TEXTO
━━━━━━━━━━━━━━━━━━━━

El edificio ocupará un emplazamiento en una extensión del campus principal de la Universidad de Sydney y se concibe desde la doble dimensión de ser un edificio singular que es no sólo representativo de la identidad de una institución, sino que también aspira a convertirse en un referente urbano, puesto en relación con emblemáticos edificios locales y, el otro referente icónico de Sydney, el Auditorio de Ópera de Jorn Utzon.
Con el nombre oficial de Dr.Chau Chak Wing Building, en honor al filántropo chino que ha entregado a esta universidad un donativo de 19 millones de euros, pero apodado la ‘Casa-Árbol’ como una metáfora a su apariencia y al concepto según el cual Gehry lo ha planteado (‘un tronco como centro de actividad y ramas, donde las personas pueden conectarse y realizar su trabajo’), ocupando una superficie de 16,030m2 y con una elevación de once plantas, el edificio tendrá dos fachadas con carácter distinto: la fachada este estará construida en ladrillo en un color similar al de la piedra arenisca local, curvándose como si se tratara de un material dúctil, la textura será rugosa para enfatizar el carácter del material. La fachada oeste está hecha de grandes placas de vidrio, que reflectará los edificios colindantes. Torres de ladrillo se alzarán en las esquinas.
No pasa por alto el énfasis de la institución para afirmar que el edificio se ha concebido de ‘dentro hacia afuera’, dando a entender que la atención a las exigencias funcionales del edificio han primado en todo momento sobre la forma y se trata de un proyecto de colaboración equilibrado en el que el arquitecto se pone al servicio de los mejores intereses de la universidad, pero frente al que inmediatamente se yuxtapone la orgullosa proclamación de que la universidad construirá el ‘nuevo ícono de Frank Gehry’.

━━━━━━━━━━━━━━━━━━━━

(Extractos del conjunto de datos)
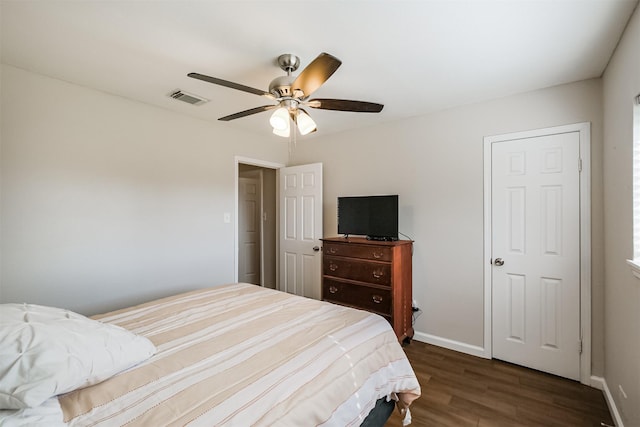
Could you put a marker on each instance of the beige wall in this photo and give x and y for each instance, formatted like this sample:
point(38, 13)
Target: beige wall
point(621, 83)
point(435, 164)
point(108, 202)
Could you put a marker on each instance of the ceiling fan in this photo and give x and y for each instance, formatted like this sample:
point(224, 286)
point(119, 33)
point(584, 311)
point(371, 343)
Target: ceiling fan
point(292, 93)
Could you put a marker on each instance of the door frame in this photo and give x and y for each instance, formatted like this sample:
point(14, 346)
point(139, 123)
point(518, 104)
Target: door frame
point(254, 162)
point(257, 175)
point(584, 130)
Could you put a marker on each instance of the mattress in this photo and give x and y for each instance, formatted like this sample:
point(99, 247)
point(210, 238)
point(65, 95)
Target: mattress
point(242, 355)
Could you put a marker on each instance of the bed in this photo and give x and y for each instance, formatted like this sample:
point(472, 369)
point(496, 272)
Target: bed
point(236, 354)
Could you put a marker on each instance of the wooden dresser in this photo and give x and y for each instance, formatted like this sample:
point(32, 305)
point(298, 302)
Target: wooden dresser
point(370, 275)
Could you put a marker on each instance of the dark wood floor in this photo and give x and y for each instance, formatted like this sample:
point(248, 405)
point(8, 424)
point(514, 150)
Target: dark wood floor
point(462, 390)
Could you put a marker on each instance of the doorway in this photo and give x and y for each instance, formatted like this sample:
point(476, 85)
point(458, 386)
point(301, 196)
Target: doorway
point(537, 245)
point(256, 225)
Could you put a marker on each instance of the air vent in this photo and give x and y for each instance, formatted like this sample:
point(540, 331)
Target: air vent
point(189, 98)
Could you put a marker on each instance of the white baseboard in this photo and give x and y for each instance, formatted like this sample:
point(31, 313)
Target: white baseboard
point(450, 344)
point(601, 383)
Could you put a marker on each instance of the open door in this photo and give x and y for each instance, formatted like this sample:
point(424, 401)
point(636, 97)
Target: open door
point(301, 229)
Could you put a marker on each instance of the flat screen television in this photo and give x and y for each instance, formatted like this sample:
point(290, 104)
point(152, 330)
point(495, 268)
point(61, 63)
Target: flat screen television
point(375, 217)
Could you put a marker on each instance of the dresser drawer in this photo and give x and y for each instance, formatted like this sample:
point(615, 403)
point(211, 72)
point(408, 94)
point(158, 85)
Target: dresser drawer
point(362, 271)
point(378, 253)
point(359, 296)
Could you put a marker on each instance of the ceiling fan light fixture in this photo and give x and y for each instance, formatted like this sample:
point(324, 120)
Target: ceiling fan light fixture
point(280, 120)
point(305, 123)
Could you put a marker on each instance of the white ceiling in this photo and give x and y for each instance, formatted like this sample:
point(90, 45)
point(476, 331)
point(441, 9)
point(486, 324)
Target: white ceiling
point(412, 56)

━━━━━━━━━━━━━━━━━━━━

TAREA A
Traduce al inglés esta oración del texto sobre el edificio de Gehry en Sydney: "Torres de ladrillo se alzarán en las esquinas."
TAREA B
Reescribe el fragmento del texto sobre el edificio de Gehry en Sydney que va de "No pasa por" a "de Frank Gehry’." y sustituye "arquitecto" por "proyectista".

RESPUESTA A
Brick towers will rise at the corners.

RESPUESTA B
No pasa por alto el énfasis de la institución para afirmar que el edificio se ha concebido de ‘dentro hacia afuera’, dando a entender que la atención a las exigencias funcionales del edificio han primado en todo momento sobre la forma y se trata de un proyecto de colaboración equilibrado en el que el proyectista se pone al servicio de los mejores intereses de la universidad, pero frente al que inmediatamente se yuxtapone la orgullosa proclamación de que la universidad construirá el ‘nuevo ícono de Frank Gehry’.